▶ WHAT IS BEING ASKED
With the line containing "positive clicks: (106, 42)" as the start and the line containing "8L2 12L0 136L349" as the end, transcribe that span of the entries below exactly, including both.

*** DATA PROVIDED Section Begins ***

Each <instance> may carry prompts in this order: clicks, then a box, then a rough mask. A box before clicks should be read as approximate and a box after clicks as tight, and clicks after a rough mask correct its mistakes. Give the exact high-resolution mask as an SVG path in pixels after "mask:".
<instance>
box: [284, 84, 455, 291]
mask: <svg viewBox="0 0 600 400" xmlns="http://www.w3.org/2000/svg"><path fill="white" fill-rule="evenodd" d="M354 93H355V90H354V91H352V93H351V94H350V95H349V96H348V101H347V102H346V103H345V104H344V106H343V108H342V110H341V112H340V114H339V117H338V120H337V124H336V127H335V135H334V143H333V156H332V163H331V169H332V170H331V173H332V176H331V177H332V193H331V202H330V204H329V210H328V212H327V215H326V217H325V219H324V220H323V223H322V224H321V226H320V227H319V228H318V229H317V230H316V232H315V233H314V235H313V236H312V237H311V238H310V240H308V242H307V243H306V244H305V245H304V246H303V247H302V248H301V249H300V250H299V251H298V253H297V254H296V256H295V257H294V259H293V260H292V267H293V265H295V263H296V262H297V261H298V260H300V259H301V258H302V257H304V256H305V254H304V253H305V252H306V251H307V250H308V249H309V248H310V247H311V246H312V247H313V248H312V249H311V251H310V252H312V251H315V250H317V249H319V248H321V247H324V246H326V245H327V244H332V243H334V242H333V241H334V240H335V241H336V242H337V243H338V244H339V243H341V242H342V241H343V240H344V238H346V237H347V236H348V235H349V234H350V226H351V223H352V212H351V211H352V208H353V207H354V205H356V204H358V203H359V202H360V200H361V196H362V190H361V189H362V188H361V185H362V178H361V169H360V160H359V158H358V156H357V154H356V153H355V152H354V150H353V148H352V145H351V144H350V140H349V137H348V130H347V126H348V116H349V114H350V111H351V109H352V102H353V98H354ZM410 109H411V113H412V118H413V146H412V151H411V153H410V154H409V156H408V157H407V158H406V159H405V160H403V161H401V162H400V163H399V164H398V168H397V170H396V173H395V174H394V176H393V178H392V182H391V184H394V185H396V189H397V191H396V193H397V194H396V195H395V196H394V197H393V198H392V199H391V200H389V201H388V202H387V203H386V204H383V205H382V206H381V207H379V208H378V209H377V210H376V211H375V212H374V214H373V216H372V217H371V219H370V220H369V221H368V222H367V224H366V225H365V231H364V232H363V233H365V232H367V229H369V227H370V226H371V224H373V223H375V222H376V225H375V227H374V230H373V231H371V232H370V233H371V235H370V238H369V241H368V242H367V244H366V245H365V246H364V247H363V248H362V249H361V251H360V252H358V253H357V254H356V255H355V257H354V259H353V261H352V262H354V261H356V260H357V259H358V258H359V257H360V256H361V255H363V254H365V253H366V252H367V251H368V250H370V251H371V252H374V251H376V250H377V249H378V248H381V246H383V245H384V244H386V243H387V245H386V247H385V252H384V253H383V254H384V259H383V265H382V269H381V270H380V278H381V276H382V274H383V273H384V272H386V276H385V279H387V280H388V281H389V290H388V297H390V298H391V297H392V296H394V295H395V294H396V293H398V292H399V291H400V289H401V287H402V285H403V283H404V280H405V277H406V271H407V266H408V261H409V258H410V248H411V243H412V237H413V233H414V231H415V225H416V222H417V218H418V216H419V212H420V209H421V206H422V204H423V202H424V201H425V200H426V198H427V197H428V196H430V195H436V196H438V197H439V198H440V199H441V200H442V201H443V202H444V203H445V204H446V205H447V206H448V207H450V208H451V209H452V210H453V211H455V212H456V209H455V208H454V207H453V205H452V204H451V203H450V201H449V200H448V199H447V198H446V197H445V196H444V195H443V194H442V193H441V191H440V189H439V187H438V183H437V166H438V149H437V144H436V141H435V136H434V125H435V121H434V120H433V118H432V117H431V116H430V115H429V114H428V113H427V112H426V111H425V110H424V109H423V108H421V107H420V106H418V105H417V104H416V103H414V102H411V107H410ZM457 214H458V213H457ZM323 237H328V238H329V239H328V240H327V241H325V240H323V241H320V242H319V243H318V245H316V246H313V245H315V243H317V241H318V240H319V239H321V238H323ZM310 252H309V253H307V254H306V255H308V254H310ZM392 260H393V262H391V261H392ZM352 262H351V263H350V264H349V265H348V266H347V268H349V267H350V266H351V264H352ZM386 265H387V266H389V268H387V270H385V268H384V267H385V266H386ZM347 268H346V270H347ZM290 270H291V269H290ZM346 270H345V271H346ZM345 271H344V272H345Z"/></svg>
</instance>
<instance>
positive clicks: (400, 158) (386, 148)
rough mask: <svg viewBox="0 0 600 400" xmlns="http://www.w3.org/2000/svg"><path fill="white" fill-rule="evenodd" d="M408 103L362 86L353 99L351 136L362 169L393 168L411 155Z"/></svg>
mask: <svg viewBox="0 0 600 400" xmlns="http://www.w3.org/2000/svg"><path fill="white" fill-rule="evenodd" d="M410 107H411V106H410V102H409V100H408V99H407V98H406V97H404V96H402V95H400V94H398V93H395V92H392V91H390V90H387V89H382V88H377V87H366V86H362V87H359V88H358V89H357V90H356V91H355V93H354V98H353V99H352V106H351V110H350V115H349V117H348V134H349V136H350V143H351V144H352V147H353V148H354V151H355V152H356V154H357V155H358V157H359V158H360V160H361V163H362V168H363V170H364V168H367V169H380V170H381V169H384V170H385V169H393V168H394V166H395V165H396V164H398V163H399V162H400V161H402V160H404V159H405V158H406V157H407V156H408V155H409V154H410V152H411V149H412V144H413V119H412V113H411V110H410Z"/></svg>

*** DATA PROVIDED Section Ends ***
*** DATA PROVIDED Section Begins ***

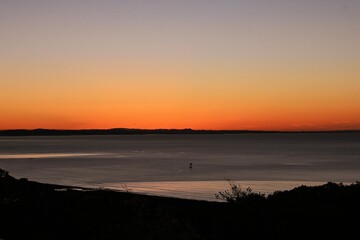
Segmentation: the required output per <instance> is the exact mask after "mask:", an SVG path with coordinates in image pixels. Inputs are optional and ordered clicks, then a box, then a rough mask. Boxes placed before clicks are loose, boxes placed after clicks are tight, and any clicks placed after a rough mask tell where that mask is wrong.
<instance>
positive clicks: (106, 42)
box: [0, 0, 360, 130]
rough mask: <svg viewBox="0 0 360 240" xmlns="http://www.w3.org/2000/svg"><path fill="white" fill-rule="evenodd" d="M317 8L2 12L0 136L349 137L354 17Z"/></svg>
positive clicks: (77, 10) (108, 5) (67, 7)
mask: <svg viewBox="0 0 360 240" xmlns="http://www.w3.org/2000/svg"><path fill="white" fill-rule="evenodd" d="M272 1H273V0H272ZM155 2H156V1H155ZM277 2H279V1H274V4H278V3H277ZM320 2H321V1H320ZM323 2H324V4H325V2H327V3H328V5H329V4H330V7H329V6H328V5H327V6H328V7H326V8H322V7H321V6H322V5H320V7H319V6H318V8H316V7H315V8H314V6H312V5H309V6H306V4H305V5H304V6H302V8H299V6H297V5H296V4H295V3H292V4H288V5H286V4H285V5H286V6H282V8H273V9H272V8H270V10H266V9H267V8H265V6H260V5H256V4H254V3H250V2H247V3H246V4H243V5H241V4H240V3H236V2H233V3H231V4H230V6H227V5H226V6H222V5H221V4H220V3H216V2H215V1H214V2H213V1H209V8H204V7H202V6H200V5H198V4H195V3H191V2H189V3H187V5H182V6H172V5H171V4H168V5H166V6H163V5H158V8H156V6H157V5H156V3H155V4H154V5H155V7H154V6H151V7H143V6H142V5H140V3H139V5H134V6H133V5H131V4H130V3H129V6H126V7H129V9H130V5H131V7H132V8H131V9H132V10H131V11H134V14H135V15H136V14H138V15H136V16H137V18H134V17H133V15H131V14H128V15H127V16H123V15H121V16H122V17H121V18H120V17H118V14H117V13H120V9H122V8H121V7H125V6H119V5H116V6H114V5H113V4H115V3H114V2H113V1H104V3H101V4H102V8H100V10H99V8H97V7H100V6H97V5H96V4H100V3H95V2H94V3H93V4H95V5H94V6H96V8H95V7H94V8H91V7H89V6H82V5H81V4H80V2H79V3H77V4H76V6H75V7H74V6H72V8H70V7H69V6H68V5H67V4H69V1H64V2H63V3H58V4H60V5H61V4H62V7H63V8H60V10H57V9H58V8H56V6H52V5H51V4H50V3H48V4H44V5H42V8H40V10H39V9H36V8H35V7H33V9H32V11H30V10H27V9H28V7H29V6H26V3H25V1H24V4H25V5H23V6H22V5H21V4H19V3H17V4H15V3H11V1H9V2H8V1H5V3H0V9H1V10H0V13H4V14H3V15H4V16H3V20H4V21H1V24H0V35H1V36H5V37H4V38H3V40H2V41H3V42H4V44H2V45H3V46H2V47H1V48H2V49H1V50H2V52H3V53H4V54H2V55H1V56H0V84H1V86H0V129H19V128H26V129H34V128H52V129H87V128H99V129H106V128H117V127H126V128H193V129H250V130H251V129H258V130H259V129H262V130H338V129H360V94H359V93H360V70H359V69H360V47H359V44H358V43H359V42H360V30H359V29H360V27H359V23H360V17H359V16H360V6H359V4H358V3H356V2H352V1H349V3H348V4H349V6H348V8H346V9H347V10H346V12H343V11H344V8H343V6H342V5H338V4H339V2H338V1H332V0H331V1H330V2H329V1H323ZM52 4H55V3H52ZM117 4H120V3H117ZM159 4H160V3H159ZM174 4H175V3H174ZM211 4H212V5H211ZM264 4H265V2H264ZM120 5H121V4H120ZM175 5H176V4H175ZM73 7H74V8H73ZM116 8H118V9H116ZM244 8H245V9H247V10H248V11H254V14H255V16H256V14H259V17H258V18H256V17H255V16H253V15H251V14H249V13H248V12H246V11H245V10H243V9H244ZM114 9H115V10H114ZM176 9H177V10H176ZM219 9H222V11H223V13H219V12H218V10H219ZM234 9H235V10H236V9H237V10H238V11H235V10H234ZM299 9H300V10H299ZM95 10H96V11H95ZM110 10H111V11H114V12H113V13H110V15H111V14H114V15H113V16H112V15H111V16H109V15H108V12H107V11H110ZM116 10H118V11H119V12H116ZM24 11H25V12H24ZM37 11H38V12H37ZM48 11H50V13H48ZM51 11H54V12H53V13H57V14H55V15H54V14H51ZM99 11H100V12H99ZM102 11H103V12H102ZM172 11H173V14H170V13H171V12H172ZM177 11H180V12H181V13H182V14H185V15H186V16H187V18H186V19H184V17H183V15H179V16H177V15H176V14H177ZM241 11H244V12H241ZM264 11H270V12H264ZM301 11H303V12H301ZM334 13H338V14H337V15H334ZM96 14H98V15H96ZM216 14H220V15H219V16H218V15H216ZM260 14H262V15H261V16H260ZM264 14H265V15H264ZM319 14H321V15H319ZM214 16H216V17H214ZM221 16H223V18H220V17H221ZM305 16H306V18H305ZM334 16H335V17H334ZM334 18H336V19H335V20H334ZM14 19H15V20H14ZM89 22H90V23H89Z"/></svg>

*** DATA PROVIDED Section Ends ***
*** DATA PROVIDED Section Begins ***

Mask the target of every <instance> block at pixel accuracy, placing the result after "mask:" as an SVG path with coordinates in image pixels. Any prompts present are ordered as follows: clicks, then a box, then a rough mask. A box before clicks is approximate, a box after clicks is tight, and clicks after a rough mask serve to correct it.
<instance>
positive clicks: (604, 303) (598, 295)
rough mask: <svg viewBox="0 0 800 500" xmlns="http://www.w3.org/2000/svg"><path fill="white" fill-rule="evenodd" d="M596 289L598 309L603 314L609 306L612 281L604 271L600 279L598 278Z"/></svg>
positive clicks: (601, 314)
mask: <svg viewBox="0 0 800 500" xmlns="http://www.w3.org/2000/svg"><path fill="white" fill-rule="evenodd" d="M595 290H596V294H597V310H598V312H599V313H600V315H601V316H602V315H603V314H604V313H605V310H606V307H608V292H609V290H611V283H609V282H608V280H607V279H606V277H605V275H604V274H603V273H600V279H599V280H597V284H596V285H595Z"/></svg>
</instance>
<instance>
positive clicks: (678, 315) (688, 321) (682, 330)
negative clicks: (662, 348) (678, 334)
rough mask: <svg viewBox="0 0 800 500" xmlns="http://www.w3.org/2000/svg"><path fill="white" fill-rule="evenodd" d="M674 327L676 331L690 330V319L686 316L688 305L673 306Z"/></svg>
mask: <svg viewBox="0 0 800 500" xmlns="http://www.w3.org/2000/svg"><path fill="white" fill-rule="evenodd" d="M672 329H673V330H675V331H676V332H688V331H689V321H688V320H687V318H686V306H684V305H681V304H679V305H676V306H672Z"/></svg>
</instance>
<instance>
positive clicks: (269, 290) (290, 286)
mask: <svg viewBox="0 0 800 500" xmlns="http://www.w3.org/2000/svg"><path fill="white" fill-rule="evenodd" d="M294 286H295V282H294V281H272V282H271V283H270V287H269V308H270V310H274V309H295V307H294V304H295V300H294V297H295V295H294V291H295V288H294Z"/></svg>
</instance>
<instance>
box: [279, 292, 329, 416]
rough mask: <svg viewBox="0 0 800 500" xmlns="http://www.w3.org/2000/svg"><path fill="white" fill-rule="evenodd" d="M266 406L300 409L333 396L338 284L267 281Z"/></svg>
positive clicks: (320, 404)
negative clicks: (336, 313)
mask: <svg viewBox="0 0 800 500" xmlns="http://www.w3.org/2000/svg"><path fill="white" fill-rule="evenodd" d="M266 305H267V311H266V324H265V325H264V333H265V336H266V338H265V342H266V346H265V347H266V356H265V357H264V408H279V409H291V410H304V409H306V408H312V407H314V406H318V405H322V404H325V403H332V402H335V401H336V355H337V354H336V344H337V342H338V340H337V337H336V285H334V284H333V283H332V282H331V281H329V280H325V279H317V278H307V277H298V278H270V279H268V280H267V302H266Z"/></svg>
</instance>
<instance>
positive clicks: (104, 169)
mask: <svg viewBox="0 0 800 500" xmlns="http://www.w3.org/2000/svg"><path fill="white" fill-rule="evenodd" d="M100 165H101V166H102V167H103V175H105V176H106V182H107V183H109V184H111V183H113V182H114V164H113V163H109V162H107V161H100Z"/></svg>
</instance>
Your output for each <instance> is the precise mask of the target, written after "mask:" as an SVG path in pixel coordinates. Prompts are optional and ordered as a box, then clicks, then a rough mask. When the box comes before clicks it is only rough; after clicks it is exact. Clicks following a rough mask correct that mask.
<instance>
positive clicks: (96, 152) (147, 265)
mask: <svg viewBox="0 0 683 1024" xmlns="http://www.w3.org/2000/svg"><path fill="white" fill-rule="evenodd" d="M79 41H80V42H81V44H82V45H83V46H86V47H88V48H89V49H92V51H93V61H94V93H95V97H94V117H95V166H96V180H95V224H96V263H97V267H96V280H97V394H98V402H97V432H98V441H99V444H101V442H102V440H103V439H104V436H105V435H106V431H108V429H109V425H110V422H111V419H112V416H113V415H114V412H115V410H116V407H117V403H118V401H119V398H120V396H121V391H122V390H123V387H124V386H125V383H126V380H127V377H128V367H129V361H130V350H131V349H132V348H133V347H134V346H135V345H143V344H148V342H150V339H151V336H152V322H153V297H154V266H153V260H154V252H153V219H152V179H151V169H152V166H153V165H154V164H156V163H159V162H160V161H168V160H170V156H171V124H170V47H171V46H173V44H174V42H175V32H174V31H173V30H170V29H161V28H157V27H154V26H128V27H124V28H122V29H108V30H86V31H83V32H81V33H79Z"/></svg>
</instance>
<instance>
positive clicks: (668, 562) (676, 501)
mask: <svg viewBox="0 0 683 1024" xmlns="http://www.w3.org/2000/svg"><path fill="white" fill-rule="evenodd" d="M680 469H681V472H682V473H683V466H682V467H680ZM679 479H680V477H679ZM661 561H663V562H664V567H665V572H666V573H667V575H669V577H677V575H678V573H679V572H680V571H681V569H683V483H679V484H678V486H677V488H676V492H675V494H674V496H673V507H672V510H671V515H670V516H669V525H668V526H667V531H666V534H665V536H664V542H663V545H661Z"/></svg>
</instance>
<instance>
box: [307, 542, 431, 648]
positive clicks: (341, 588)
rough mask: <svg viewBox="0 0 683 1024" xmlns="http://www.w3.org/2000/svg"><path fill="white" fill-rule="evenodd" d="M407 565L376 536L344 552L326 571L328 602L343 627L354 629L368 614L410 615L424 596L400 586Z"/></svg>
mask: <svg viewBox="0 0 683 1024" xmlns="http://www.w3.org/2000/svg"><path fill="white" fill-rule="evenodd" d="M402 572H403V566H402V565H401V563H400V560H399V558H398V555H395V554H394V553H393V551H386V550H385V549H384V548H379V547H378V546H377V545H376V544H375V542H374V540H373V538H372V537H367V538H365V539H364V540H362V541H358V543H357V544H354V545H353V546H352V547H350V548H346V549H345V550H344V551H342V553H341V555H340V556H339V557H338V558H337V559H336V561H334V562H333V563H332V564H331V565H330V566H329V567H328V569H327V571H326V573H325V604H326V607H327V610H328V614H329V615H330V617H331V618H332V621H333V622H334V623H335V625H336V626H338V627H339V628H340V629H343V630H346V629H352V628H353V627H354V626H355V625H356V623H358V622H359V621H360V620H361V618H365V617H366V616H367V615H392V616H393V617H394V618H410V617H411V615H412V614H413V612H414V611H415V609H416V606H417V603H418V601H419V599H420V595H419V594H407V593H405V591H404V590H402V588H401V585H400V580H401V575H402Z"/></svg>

*** DATA PROVIDED Section Ends ***

▶ ANSWER AREA
positive clicks: (106, 42)
box: [0, 0, 360, 130]
rough mask: <svg viewBox="0 0 360 240" xmlns="http://www.w3.org/2000/svg"><path fill="white" fill-rule="evenodd" d="M317 8L2 12L0 136L349 137L354 17Z"/></svg>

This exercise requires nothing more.